[SUPPLIED PASSAGE]
Most diet plans concern themselves with only the first question, and therefore fail over the long term. It is not possible to address only half the problem and expect success.
In terms of the foods, this is not a low-calorie diet. This is not even necessarily a low carbohydrate diet. This is not a vegetarian diet. This is not a low-fat diet. This is not a carnivore diet. This is a diet designed to lower insulin levels because insulin is the physiologic trigger of fat storage. If you want to lower fat storage, you need to lower insulin, and this may be done even with a high carbohydrate diet.
Many traditional societies have eaten carbohydrate-based diets without suffering from rampant obesity. In the 1970s, before the obesity epidemic, the Irish were loving their potatoes. The Asians were loving their white rice. The French were loving their bread.
Even in America, let’s remember the 1970s. Disco was sweeping the nation. Star Wars and Jaws played to packed theatres. If you looked at an old photograph from that era, perhaps you might be amazed at several things. First, why did anybody ever think bell bottoms were cool? And second, it’s amazing just how little obesity there is. Take a look at some old high school yearbooks from the 1970s. There is virtually no obesity. Perhaps one child in a hundred.
What was the diet of the 1970s? They were eating white bread and jam. They were eating ice cream. They were eating Oreo cookies. There were not eating whole wheat pasta. They were not eating quinoa. They were not eating kale. They were not counting calories. They were not counting net carbs. They were not even really exercising much. These people were doing everything ‘wrong’ yet, seemingly effortlessly, there was no obesity. Why?
What about the diet of the Chinese in the 1980s? They were eating tons of white rice. On average, they were eating over 300 grams per day, compared to a low carb diet of fewer than 50 grams — and all highly refined. Yet they had virtually no obesity. Why?
What about the diet of the Okinawan? Over 80% carbohydrates, and mostly sweet potato, which has some sugar in it. What about the Irish in the 1970s, with their beloved beer and potatoes? They didn’t think twice about what they were eating, but until recently there was almost no obesity. Why?
The answer is simple. Come closer. Listen carefully.
They were not eating all the time.

[WHAT YOU NEED TO DO]
[1] From the text on diet and obesity, list each kind of diet that it says, without any qualifier, this diet is not.
[2] Reproduce the portion of the diet and obesity text between "What was the" and "virtually no obesity. Why?", inclusive.

[Stored data entries]
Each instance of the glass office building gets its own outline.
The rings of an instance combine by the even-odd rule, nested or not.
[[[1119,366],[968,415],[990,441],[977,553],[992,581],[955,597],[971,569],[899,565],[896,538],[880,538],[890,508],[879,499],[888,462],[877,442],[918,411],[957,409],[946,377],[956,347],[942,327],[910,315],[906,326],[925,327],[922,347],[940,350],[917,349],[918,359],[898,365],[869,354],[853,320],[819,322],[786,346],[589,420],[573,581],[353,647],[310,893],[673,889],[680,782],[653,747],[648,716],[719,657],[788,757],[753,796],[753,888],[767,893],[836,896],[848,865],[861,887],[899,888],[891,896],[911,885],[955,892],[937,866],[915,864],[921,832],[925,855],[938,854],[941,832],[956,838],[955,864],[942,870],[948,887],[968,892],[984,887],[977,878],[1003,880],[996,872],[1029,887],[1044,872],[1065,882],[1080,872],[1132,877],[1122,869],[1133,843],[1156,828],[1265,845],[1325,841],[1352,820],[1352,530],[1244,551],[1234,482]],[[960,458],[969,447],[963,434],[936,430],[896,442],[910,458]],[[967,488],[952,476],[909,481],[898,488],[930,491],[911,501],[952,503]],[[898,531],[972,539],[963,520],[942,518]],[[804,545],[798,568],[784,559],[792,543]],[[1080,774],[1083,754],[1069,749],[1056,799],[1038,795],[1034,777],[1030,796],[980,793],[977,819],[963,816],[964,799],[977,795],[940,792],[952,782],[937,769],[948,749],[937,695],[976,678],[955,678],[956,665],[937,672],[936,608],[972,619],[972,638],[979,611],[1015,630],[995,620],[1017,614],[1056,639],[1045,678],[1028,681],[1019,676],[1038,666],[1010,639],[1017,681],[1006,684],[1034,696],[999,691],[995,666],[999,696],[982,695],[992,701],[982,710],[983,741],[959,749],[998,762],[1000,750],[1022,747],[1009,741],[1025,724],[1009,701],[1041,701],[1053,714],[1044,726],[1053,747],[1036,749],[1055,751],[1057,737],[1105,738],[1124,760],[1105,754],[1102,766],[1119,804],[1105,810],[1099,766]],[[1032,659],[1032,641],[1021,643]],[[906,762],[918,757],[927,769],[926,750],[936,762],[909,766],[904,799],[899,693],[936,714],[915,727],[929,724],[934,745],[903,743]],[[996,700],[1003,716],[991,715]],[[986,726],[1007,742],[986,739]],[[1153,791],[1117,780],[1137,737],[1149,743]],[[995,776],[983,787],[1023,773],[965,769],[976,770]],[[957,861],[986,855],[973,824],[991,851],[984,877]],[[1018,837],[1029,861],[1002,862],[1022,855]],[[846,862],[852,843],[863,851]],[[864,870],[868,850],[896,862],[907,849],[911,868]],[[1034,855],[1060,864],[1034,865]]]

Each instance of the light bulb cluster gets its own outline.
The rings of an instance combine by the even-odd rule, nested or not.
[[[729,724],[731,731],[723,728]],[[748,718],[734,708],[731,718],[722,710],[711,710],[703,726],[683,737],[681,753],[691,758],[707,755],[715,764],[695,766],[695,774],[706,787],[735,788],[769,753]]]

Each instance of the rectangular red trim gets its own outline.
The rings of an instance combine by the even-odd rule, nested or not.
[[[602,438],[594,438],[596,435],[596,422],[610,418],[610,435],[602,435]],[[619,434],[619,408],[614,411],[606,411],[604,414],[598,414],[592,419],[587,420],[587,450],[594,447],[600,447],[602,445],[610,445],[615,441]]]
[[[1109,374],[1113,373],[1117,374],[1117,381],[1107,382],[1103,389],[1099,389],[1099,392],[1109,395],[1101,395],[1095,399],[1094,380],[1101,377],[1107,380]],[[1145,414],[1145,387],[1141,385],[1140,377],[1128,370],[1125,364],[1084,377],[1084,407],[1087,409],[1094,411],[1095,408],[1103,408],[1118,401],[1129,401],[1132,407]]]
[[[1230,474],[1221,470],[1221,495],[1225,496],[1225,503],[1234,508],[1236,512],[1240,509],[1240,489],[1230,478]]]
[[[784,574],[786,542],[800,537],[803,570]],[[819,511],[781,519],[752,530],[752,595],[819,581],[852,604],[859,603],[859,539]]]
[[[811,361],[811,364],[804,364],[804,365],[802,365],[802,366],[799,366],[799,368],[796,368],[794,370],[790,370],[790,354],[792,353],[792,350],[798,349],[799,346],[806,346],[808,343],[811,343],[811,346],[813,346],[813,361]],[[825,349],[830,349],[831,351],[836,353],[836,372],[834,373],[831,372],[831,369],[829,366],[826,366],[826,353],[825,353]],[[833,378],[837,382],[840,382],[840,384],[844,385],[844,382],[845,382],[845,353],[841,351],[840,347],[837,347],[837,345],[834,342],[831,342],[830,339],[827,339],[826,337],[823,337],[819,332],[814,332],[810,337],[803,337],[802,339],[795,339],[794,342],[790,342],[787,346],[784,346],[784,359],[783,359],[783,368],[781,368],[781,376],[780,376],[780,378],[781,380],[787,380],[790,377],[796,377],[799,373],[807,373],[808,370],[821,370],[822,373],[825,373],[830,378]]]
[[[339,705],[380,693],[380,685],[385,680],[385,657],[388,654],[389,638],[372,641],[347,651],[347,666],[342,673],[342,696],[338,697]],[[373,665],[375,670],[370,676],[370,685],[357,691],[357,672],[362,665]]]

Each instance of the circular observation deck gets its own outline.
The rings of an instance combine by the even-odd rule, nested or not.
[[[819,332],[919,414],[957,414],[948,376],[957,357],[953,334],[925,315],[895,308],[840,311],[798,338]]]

[ANSWERS FOR THIS EXERCISE]
[1]
- Low-calorie diet
- Vegetarian diet
- Low-fat diet
- Carnivore diet

[2]
What was the diet of the 1970s? They were eating white bread and jam. They were eating ice cream. They were eating Oreo cookies. There were not eating whole wheat pasta. They were not eating quinoa. They were not eating kale. They were not counting calories. They were not counting net carbs. They were not even really exercising much. These people were doing everything ‘wrong’ yet, seemingly effortlessly, there was no obesity. Why?
What about the diet of the Chinese in the 1980s? They were eating tons of white rice. On average, they were eating over 300 grams per day, compared to a low carb diet of fewer than 50 grams — and all highly refined. Yet they had virtually no obesity. Why?